Dataset records:
━━━━━━━━━━━━━━━━━━━━━━━━━━━━━━

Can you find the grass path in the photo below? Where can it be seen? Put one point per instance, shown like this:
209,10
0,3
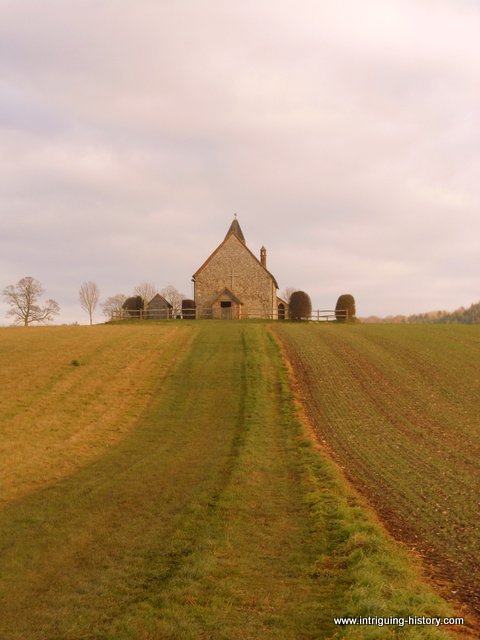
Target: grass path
213,518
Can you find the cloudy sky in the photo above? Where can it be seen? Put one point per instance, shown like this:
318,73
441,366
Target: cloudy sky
344,134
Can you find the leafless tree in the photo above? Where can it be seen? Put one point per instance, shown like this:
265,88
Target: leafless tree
23,300
113,306
286,294
174,297
146,290
89,295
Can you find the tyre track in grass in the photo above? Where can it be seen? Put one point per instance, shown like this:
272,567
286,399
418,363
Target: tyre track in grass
214,519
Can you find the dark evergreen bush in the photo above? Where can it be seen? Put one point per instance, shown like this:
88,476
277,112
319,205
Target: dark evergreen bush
345,308
300,306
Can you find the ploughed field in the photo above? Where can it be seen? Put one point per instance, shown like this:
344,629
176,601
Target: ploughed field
399,408
157,482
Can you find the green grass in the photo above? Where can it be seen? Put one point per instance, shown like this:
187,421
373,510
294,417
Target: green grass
398,406
213,517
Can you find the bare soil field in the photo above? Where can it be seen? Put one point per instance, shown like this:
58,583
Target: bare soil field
399,409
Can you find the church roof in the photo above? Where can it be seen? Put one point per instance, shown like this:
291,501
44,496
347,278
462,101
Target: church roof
236,230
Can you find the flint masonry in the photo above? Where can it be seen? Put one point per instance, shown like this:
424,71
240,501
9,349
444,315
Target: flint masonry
233,283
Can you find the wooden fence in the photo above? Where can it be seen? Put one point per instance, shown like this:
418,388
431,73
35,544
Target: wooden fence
319,315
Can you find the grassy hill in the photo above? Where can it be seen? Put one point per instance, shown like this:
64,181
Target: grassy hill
164,486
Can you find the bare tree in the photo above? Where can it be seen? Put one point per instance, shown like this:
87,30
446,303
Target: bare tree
113,306
146,290
23,300
287,293
174,297
89,295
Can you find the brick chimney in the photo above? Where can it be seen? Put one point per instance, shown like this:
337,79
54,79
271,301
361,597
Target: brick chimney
263,257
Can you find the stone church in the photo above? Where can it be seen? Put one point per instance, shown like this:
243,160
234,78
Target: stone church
233,283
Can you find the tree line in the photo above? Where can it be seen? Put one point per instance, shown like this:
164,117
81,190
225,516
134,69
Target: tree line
26,308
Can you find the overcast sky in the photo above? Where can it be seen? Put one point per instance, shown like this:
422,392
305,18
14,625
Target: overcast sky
344,134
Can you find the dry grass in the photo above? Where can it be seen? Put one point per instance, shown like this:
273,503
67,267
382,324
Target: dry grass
69,393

━━━━━━━━━━━━━━━━━━━━━━━━━━━━━━

Task statement:
Output, unchanged, the lines from the line with "Can you find the brick" through the final line of the material.

Output:
Can you find the brick chimney in the photo above? Where can it be seen? Put one point per instance, shown like this:
337,79
54,79
271,301
361,597
Target: brick chimney
263,257
Can you find the stone church in the photo above? Where can it be seen? Put one point per instance, shown like this:
243,160
234,78
Target: stone church
233,283
Can you find the tree line in the photo above? Where can it be seen? Put one point per instance, shown like this:
164,117
81,190
225,516
134,69
Target: tree line
26,308
Can you find the overcast sky in the photo above? Where can it be seen? Put one point per instance, shown like this:
422,392
305,18
14,625
Target: overcast sky
344,134
Can you find the dry grass in the photo above? Where can it be seen? Put one point per instance, shown like this:
273,503
67,267
382,324
Target: dry grass
69,393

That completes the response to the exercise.